▶ Aim of the exercise
Starting with the line that has "the form [414,242]." in it, repeat every line through the last one, word for word, and give nothing more.

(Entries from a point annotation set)
>>

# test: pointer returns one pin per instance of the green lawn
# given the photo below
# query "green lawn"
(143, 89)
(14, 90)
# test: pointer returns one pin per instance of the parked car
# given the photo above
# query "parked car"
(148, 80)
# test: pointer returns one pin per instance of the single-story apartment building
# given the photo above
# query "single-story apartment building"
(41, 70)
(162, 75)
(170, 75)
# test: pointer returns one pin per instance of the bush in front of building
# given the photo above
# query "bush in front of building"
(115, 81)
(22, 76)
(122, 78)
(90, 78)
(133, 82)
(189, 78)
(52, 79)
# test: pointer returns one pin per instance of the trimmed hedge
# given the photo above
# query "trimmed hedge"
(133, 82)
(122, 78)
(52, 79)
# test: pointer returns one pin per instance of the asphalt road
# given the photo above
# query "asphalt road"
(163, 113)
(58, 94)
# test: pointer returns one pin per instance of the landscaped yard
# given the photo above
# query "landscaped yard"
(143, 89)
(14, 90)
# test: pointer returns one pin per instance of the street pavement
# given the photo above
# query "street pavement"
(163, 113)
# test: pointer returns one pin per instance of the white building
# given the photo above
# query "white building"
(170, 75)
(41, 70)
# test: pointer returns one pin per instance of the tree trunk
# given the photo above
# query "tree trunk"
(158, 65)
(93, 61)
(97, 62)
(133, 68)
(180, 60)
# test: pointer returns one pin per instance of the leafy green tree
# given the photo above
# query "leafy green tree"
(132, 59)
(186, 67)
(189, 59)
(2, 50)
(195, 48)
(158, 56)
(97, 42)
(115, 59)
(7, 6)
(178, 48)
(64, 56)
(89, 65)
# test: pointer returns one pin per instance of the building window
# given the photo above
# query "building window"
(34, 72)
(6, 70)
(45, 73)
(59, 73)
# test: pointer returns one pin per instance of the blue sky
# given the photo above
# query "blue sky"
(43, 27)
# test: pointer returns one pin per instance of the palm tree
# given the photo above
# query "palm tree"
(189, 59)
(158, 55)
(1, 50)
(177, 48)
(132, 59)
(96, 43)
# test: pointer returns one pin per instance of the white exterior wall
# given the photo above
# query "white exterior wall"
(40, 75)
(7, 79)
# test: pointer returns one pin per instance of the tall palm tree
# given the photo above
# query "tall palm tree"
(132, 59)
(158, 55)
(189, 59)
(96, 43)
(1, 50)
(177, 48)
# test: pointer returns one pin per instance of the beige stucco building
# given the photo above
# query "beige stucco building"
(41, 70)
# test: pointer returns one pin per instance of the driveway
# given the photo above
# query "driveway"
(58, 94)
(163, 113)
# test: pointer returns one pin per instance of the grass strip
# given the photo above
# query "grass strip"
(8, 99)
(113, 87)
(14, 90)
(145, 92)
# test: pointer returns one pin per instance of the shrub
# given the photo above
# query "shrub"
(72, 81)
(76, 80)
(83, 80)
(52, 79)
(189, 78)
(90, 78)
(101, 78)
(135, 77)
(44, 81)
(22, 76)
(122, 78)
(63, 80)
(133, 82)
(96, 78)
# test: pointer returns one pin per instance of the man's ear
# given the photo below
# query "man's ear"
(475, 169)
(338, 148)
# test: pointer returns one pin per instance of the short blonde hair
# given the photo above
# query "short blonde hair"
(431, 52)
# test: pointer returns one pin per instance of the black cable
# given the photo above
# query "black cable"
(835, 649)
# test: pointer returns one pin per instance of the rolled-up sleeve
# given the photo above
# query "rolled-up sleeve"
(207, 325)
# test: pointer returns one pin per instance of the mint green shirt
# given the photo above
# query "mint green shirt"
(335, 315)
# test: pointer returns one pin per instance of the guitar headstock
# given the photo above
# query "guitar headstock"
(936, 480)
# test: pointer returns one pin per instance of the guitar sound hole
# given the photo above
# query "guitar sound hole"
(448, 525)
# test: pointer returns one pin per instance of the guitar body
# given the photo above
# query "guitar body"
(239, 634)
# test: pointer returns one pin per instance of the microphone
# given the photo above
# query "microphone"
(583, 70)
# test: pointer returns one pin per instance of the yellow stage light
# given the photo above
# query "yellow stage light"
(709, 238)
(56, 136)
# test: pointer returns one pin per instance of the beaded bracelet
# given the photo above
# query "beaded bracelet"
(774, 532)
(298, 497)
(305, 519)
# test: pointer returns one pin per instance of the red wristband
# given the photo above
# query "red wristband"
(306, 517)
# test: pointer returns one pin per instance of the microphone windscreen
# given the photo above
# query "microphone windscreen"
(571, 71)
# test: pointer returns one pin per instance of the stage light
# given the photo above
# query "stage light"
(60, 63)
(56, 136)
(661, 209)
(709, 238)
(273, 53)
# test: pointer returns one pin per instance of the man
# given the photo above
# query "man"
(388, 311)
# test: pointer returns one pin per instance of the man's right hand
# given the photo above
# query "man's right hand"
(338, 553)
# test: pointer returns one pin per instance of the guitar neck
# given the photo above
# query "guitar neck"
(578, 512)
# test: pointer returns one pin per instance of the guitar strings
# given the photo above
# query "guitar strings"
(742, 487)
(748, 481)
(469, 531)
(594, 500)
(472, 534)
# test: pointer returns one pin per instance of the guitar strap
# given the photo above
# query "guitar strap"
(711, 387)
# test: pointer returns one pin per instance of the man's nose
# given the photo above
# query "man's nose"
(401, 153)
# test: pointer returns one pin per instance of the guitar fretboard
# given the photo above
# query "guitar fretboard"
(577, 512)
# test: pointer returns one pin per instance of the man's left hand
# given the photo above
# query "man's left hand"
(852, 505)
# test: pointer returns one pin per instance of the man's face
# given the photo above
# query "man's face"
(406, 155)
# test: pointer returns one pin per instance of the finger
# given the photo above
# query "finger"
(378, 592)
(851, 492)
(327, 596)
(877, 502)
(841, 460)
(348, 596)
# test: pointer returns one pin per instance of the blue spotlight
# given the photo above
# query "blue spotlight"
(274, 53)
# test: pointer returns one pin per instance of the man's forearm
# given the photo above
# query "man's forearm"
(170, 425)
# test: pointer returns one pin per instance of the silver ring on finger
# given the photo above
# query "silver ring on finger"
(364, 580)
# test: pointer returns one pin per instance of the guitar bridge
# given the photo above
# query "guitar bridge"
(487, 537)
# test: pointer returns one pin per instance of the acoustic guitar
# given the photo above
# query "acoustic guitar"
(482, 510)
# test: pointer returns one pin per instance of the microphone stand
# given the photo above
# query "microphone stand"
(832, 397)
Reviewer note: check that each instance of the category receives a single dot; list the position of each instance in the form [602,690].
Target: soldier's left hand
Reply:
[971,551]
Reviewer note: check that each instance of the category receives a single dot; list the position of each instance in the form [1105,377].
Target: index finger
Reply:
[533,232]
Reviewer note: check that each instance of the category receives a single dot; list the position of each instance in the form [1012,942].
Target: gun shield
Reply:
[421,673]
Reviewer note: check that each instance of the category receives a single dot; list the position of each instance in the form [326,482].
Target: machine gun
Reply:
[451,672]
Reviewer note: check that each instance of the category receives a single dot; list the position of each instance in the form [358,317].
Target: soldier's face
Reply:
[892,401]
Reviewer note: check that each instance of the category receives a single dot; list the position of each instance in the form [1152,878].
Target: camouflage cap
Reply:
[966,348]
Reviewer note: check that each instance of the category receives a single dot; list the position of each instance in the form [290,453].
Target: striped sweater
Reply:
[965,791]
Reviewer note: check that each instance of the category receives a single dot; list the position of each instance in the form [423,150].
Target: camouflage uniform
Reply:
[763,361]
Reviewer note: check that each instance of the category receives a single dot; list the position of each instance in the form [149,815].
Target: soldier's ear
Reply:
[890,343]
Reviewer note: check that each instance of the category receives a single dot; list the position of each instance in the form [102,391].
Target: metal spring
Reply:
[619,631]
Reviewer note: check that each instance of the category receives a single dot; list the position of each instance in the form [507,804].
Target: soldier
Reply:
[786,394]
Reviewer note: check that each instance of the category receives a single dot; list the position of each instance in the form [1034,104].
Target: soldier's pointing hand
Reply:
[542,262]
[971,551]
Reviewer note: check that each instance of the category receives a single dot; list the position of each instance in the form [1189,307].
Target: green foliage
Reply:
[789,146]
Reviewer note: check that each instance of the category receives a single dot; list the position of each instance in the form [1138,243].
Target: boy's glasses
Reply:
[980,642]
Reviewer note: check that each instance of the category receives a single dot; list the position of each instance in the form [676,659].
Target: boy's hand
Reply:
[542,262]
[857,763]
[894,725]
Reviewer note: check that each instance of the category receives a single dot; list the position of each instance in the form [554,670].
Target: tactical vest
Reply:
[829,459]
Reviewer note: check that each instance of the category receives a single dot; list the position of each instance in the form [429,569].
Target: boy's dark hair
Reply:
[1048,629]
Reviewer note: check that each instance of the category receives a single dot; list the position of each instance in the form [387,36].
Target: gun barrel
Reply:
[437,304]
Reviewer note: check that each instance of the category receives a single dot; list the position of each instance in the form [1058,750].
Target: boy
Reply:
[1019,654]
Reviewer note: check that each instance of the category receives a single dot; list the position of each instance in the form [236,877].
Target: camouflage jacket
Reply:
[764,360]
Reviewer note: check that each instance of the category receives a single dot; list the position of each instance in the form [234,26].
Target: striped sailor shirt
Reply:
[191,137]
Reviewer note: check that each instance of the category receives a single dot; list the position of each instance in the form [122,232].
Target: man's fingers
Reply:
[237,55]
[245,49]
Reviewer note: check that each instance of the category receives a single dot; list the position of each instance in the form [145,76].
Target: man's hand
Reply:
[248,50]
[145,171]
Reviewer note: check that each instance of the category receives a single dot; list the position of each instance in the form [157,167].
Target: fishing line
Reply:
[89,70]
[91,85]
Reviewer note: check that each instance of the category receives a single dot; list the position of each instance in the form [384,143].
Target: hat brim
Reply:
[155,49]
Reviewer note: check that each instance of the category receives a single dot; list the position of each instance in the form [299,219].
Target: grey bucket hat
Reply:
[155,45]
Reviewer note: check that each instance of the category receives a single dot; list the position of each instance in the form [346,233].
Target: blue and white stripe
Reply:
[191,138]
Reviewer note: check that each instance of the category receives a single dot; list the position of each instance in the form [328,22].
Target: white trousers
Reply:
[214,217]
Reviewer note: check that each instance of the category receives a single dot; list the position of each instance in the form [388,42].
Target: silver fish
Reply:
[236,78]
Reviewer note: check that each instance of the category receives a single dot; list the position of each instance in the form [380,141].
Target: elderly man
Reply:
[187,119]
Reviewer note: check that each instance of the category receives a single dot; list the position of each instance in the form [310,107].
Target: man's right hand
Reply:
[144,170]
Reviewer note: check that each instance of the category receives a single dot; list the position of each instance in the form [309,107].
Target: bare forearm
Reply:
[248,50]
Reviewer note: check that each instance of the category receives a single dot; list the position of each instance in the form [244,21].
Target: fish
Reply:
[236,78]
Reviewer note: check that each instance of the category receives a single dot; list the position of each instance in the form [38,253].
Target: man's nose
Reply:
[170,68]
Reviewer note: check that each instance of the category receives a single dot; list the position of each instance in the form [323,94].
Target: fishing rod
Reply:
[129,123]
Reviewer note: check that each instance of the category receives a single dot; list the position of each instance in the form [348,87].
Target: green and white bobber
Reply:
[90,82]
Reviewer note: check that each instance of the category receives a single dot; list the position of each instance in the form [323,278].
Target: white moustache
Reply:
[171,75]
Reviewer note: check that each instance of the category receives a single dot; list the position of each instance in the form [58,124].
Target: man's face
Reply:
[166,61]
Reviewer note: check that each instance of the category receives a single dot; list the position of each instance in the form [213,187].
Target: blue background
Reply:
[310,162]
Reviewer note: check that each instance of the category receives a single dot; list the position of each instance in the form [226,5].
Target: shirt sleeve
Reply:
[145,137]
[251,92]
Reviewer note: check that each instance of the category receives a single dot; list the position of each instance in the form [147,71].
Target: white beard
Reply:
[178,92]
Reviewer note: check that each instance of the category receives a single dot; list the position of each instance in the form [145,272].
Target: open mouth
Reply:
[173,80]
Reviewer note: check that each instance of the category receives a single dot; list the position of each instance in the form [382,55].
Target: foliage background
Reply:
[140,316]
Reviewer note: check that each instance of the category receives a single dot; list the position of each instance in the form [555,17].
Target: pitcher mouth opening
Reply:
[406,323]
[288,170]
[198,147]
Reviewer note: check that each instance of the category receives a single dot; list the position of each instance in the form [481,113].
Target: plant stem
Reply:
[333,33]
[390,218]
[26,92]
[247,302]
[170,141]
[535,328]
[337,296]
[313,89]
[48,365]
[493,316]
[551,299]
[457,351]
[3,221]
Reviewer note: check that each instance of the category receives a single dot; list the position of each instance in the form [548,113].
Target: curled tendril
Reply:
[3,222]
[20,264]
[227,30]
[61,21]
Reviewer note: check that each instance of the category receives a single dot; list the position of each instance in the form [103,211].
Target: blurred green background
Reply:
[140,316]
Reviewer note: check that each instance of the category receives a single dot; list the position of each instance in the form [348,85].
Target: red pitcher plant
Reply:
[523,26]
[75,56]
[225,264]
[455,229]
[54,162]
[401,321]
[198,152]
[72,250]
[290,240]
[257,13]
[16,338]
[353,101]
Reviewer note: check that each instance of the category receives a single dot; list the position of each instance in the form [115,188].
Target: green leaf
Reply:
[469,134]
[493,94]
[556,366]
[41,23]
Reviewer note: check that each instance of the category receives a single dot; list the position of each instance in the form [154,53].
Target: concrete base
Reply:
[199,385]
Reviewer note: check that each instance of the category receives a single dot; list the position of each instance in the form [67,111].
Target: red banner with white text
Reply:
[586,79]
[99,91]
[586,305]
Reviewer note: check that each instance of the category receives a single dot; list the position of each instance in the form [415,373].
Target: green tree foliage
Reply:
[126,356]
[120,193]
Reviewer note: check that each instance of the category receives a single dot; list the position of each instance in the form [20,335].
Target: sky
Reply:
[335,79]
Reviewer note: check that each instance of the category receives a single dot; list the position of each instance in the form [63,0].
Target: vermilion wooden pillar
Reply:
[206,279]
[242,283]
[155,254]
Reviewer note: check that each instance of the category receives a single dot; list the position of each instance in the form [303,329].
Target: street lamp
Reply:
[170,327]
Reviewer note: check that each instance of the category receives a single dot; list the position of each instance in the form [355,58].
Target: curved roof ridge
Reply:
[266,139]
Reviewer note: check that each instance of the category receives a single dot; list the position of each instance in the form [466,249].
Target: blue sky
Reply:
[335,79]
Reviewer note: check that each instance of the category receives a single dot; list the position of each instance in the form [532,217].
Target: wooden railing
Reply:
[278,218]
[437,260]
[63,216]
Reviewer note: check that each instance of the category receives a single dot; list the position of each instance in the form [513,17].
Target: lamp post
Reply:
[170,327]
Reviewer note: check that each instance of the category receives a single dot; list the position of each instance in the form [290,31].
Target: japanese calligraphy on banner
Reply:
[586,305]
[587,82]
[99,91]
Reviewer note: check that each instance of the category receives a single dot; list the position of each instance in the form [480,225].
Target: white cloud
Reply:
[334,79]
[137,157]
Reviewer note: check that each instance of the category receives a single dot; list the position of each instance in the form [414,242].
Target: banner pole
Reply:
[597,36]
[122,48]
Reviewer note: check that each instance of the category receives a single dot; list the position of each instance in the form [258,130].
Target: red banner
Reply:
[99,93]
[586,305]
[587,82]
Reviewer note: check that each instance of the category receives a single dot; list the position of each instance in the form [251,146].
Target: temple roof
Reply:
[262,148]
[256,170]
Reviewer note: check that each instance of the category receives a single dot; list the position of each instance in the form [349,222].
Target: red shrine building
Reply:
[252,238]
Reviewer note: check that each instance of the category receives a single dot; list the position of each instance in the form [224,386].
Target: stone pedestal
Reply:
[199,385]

<<

▶ Answer to this problem
Reviewer note: check that each instance of the category receives a single dot; list the position of each instance in the form [414,242].
Target: banner pole
Reply:
[597,36]
[122,48]
Reviewer note: check that each instance of the category receives a single dot; list the position of each instance in the form [258,130].
Target: red banner
Reply:
[99,93]
[586,305]
[587,82]
Reviewer note: check that each instance of the category receives a single dot; list the position of each instance in the form [251,146].
Target: temple roof
Reply:
[262,148]
[256,170]
Reviewer note: check that each instance of the category receives a single dot; list the position of each instance in the form [349,222].
Target: red shrine building
Reply:
[252,238]
Reviewer note: check that each instance of the category receives a single dot; list the position of each instance in the form [224,386].
Target: stone pedestal
Reply:
[199,385]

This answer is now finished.